* Tarefa 1 *
Repita, sem nenhuma alteração, o trecho da notícia sobre a morte de Paulo Malhães que se inicia com as palavras contendo "Em entrevista exclusiva" e se encerra com "declarações foram publicadas.".
* Tarefa 2 *
Retome a notícia sobre o assassinato de Paulo Malhães e prossiga a partir do ponto em que ela termina.

* Texto para análise *
▬▬▬
Rio - O coordenador da Comissão Nacional da Verdade, Pedro Dallari, solicitou ao ministro da Justiça, José Eduardo Cardozo, nesta sexta-feira, que a Polícia Federal acompanhe as investigações da Polícia Civil do Rio de Janeiro sobre o assassinato do ex-agente do Centro de Informações do Exército, Paulo Malhães, ocorrido nessa quinta-feira à noite na zona rural de Nova Iguaçu.
Em entrevista exclusiva ao DIA publicada no dia 20 de março, Paulo Malhães assumiu que foi um dos comandantes da missão que sumiu com a ossada de Paiva em 1973. O DIA reafirma o contéudo da reportagem. O coronel afirmou que seus cinco filhos e oito netos sofreram “sanções” depois que suas declarações foram publicadas.
▬▬▬
* Dados fornecidos *
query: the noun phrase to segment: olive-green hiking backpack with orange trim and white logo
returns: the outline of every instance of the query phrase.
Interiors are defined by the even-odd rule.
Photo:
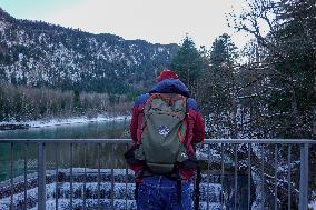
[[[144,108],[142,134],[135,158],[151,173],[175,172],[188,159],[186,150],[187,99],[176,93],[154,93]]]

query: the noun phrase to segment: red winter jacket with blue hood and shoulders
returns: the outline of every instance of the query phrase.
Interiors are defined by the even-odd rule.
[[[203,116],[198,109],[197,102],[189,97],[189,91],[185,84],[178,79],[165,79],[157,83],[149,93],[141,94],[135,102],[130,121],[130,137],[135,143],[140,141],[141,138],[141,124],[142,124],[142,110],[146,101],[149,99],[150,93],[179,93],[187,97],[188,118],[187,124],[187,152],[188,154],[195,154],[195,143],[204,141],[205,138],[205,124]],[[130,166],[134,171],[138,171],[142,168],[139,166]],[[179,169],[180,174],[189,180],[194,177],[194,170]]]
▬▬▬
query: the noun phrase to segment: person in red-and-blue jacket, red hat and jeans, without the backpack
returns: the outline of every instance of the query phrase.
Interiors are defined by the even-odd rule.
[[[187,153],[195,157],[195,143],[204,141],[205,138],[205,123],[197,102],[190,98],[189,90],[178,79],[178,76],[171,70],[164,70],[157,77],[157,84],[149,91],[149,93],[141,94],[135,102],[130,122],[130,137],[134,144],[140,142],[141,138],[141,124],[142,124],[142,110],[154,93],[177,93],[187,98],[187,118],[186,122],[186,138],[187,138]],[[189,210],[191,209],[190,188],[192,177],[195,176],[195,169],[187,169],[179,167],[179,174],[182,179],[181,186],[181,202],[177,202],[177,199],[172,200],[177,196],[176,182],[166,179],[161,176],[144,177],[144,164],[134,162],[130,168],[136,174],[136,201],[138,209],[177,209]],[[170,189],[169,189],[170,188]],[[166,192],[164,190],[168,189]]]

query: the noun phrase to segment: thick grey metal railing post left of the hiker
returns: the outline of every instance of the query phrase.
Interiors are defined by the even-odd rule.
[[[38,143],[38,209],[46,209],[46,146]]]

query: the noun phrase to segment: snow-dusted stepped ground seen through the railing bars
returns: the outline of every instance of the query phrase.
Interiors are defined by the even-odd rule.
▬▬▬
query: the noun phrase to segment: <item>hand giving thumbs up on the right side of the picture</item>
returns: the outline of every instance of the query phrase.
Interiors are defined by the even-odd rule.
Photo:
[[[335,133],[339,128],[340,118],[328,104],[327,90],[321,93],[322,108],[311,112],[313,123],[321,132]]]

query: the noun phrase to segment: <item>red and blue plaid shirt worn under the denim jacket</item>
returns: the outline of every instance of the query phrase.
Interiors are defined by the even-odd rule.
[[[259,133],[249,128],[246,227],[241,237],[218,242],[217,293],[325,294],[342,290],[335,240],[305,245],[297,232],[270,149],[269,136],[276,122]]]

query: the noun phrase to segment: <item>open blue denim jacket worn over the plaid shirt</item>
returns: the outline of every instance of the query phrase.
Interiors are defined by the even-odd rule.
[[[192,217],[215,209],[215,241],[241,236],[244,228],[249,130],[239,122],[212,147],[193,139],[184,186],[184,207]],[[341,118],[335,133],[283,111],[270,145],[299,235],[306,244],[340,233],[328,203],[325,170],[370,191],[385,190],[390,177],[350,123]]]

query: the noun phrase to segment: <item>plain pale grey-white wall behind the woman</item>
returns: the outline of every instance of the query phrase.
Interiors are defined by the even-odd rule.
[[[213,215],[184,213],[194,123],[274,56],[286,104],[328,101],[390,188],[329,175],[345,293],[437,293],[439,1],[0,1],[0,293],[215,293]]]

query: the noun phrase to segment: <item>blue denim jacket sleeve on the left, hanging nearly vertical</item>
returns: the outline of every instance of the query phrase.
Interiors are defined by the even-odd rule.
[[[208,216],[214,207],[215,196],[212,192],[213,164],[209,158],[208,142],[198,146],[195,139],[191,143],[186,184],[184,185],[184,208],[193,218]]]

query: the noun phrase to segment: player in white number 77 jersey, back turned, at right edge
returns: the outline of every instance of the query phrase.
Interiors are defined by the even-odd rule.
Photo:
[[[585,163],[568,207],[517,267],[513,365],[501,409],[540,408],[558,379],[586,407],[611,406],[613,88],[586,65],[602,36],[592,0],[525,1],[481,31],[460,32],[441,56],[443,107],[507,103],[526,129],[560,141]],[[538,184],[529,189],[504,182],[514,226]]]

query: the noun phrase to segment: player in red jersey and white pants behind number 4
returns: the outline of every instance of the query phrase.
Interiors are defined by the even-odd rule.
▬▬▬
* Resposta 1 *
Em entrevista exclusiva ao DIA publicada no dia 20 de março, Paulo Malhães assumiu que foi um dos comandantes da missão que sumiu com a ossada de Paiva em 1973. O DIA reafirma o contéudo da reportagem. O coronel afirmou que seus cinco filhos e oito netos sofreram “sanções” depois que suas declarações foram publicadas.

* Resposta 2 *
Depoimento à Comissão Nacional da Verdade
O coronel da reserva Paulo Malhães prestou depoimento à CNV em 25 de março. No testemunho, deu sua versão sobre operação do Exército para desaparecer com os restos mortais do deputado federal Rubens Paiva. Informou também que agentes do CIE mutilavam corpos de vítimas da repressão assassinadas na Casa da Morte, em Petrópolis, arrancando suas arcadas dentárias e as pontas dos dedos para impedir a identificação, caso fossem encontrados.
Para a CNV, o crime e sua eventual relação com as revelações feitas por Malhães à Comissão Nacional da Verdade, à Comissão Estadual da Verdade do Rio e à imprensa, deve ser investigada com rigor e celeridade.
"Por se tratar de uma situação que envolve investigação conduzida pela CNV, que é órgão federal, pedi que a Policia Federal fosse acionada para acompanhar as investigações conduzidas pela Polícia Civil do Rio", afirmou Dallari.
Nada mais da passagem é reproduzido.